Repeat each record below exactly as given.

··· ENTRIES SHOWN

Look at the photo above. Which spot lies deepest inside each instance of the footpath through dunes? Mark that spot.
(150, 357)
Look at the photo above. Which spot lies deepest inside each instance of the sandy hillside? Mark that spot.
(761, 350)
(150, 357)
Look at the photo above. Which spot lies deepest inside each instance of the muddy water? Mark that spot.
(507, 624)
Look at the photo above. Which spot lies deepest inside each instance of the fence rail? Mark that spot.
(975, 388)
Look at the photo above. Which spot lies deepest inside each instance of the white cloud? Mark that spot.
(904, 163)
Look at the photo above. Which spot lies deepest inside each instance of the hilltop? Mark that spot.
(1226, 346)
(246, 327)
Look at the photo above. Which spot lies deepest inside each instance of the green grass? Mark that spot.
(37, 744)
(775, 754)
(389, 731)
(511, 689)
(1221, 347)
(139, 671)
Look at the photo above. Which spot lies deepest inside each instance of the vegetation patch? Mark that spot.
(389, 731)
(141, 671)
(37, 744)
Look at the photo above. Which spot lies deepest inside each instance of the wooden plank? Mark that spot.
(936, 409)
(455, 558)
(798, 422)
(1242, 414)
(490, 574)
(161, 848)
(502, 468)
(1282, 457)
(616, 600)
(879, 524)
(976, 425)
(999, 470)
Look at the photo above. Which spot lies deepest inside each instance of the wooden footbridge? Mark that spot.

······

• YOUR SOLUTION:
Look at the photo above. Which spot lies deepest inside each instance of the footpath through dunes? Mark that spot.
(150, 357)
Look at the photo above. Which spot lies deepest inside each instance of the sandy hillside? Mark that spot.
(761, 350)
(150, 357)
Look at the photo above. Which spot lies deepest inside each instance of the muddy water? Mark that spot.
(507, 624)
Look at the photo above. Which spot lies deepest inside each instance of the fence rail? Mark that spot.
(975, 388)
Look at the photo above. Which spot lies deepest inside each instance of the white cloud? Mark that spot.
(904, 163)
Look at the photo above. Which spot lies deepest inside each instance of the hilltop? Mark that spot.
(1226, 346)
(246, 327)
Look at the photo above. Which spot lies deepest inside each instance of the green grass? Mark that spot.
(37, 744)
(775, 754)
(389, 731)
(511, 689)
(1221, 347)
(139, 671)
Look at the photo above. Which spot lies deepest inside each instance of the vegetation patch? Mark that spot.
(389, 731)
(141, 671)
(37, 744)
Look at the photo above. Which spot lies deepest inside each instance of the wooden plank? Mark that spot.
(936, 409)
(455, 558)
(798, 422)
(1242, 414)
(490, 574)
(161, 848)
(502, 468)
(1282, 457)
(616, 600)
(879, 524)
(976, 425)
(999, 470)
Look at the photo above. Which spot lies deepest inside each instance of the wooden footbridge? Mark that spot.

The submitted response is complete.